> _What is needed_: As soon as the line containing "Phrase: silver cutlery piece" appears, copy it and every following line word for word until the records end.

Stored data entries
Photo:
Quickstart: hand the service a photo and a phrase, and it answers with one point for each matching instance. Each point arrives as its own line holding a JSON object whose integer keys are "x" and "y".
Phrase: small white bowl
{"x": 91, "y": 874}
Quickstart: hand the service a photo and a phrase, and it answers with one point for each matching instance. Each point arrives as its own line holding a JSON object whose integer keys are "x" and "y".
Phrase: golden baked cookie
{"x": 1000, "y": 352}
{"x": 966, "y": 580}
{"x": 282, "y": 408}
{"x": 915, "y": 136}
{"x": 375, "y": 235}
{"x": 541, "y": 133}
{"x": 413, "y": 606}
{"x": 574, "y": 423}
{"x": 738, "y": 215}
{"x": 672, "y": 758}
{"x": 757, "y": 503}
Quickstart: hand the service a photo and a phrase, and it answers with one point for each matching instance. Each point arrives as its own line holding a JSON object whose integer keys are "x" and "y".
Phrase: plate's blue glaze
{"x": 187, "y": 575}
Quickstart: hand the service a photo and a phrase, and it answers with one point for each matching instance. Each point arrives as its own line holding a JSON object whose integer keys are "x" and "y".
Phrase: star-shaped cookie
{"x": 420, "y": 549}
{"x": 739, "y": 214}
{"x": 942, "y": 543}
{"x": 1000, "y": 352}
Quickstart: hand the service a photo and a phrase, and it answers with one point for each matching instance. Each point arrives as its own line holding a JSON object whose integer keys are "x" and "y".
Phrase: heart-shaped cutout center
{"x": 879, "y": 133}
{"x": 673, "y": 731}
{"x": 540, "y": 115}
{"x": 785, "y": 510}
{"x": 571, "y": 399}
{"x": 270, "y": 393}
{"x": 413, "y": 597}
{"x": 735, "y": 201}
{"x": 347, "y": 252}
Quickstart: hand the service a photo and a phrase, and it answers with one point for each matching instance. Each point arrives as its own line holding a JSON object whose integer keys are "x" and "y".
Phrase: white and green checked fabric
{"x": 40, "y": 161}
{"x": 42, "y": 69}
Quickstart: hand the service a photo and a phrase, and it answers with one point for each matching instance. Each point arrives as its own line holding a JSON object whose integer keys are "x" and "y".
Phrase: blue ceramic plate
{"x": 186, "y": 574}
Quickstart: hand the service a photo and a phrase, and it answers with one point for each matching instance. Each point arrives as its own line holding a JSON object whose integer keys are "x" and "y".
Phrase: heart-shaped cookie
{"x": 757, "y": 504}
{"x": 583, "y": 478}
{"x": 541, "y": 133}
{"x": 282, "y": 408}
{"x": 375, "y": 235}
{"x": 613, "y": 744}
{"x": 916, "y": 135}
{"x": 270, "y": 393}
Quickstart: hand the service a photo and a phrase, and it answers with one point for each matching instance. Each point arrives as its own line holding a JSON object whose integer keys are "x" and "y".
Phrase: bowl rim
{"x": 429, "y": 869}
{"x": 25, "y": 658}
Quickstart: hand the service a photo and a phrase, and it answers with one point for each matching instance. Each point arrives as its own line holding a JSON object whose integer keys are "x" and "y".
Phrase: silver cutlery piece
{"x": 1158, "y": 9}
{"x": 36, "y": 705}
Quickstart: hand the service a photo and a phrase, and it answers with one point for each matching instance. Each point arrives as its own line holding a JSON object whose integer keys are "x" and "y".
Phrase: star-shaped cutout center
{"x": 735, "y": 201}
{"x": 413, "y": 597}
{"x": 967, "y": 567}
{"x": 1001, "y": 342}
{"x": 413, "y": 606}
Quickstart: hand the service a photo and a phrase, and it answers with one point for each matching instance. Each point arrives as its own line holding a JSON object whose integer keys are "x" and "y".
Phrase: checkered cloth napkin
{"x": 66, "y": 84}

> _Task output_:
Phrase: silver cutlery piece
{"x": 1158, "y": 9}
{"x": 36, "y": 705}
Quickstart: hand the service a photo and a phrase, and it answers with one point for each matching instance. Each point arrives as its own line holding a JSON object whose integer keys are "x" and "y".
Phrase: star-shaped cutout center
{"x": 735, "y": 201}
{"x": 413, "y": 597}
{"x": 967, "y": 567}
{"x": 1001, "y": 342}
{"x": 413, "y": 606}
Quickstart: hand the service a photo and a phrase, and it answers with one point for each matching instance. Each point arrives as its own line holding a JSON object whose integer keys are "x" and "y".
Phrase: checkered cloth napkin
{"x": 66, "y": 84}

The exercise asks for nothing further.